Work required: Transcribe all of the records below line for line, without changing a single character.

Records to process:
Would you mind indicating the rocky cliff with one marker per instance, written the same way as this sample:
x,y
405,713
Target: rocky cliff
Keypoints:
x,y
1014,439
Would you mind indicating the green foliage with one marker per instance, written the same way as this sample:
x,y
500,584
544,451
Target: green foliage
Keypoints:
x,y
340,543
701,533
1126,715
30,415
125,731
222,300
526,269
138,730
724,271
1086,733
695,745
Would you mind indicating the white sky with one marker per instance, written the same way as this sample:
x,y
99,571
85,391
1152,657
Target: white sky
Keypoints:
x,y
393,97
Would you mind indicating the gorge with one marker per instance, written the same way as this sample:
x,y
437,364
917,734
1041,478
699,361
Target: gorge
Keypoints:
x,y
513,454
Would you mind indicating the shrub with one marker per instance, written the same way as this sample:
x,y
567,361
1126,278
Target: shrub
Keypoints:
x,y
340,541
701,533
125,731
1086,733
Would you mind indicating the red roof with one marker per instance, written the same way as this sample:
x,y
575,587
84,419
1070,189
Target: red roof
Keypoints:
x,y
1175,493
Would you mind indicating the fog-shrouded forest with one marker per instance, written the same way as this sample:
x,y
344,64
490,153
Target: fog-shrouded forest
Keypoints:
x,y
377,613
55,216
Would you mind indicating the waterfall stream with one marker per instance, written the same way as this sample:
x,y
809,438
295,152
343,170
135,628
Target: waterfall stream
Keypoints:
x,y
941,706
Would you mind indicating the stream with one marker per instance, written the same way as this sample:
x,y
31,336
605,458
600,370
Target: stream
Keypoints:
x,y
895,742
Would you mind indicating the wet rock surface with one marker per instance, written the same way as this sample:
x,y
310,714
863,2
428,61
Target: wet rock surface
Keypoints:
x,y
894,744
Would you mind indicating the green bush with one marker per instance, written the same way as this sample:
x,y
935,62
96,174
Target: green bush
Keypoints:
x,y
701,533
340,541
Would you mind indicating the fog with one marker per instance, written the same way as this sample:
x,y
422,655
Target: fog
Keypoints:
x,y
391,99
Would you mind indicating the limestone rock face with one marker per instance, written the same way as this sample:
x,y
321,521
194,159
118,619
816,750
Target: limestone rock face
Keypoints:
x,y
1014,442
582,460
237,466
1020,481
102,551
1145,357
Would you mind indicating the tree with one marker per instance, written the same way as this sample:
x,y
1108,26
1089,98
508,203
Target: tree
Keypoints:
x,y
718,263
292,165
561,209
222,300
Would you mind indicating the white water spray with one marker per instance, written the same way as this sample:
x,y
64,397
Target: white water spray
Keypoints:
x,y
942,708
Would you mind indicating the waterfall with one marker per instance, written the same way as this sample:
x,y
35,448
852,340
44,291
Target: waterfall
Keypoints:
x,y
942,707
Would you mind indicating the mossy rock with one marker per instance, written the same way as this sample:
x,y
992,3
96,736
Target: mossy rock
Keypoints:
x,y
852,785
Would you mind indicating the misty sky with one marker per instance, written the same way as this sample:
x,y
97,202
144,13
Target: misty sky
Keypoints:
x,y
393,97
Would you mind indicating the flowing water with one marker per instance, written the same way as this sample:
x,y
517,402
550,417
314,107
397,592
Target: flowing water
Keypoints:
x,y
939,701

Answer to this task:
Would you mind indicating the rocky cliff with one marker per instance, written the same way as this sample:
x,y
405,713
Target: rocky cliff
Keypoints:
x,y
1014,439
Would you mind indicating the green foliage with one marker per instance, written the same way as this sample:
x,y
500,584
544,451
Target: green foliage
Keypoints:
x,y
340,543
701,533
1126,715
30,415
125,731
222,300
526,269
138,730
724,271
1086,733
695,745
Would you mind indicating the white sky with one marker per instance, written the same way as this sample:
x,y
99,571
85,391
1152,657
Target: white sky
Keypoints:
x,y
393,97
Would you mind indicating the gorge with one marker per instance, written the same way as this sample:
x,y
437,364
917,734
1041,478
699,361
Target: gorge
Keypoints:
x,y
513,454
Would you mind indicating the shrub with one marker per instance, written the same way as this sample:
x,y
567,361
1126,278
Target: shrub
Keypoints:
x,y
340,541
701,533
125,731
1086,733
Would you mind indicating the red roof with one marker per instance, written the same way as this sample:
x,y
575,587
84,419
1070,189
Target: red roof
Keypoints:
x,y
1175,493
Would you mind indicating the fog-shrouded forest with one marker per instance, written the same way as this sample:
x,y
344,64
490,153
Target: fog-shrouded forest
Keypoints:
x,y
377,613
55,216
Would you mind indicating the waterfall stream with one marker per instance, written the same way as this sample:
x,y
809,438
295,152
343,170
135,628
Target: waterfall stream
Keypoints:
x,y
941,706
Would you mind indicating the stream with one marker per instance, written the same way as this sample:
x,y
31,336
605,458
600,370
Target: stream
Keypoints:
x,y
895,742
Would you mind indicating the wet rock surface with one marker per instance, written the same way as this sample:
x,y
310,714
863,2
428,61
Target: wet rock surface
Keypoints:
x,y
894,744
Would you mind indicating the green bush with one marker per instance, written the same way as this sample:
x,y
935,62
96,174
Target: green bush
Keypoints:
x,y
701,533
340,541
Would you mind indicating the fog with one marker per instance, written the same way as this sample:
x,y
422,655
Target: fog
Keypoints:
x,y
391,99
Would you mind indicating the limestone rock face with one marker per instance, written the same way as this sample:
x,y
321,521
194,159
118,619
816,750
Target: limestone rock face
Keypoints:
x,y
1014,442
582,460
237,466
1020,481
102,551
1145,357
Would you mind indicating the tree with one marker per instance, written the same way as this sample:
x,y
1108,26
1089,98
508,203
Target: tree
Keypoints:
x,y
718,263
292,165
561,209
222,300
Would you mind indicating the white water spray with one marker per instance, written the same way as this sample:
x,y
64,397
Target: white water spray
Keypoints:
x,y
942,708
Would you mind indicating the waterfall with one marker per instance, written the same way as this sample:
x,y
35,448
852,340
44,291
Target: waterfall
Keypoints:
x,y
942,707
Would you mind indicating the mossy rock with one marker per instance, written the same way as this sample:
x,y
992,3
96,736
Target: mossy rock
Keypoints:
x,y
852,785
Would you mind indicating the misty sky with one marker per instance, written the same way as this sample:
x,y
97,202
144,13
Target: misty sky
Keypoints:
x,y
393,97
Would you mind indicating the flowing water with one marker per instance, written the same way as this sample:
x,y
517,402
550,417
314,107
397,592
Target: flowing water
Keypoints:
x,y
939,701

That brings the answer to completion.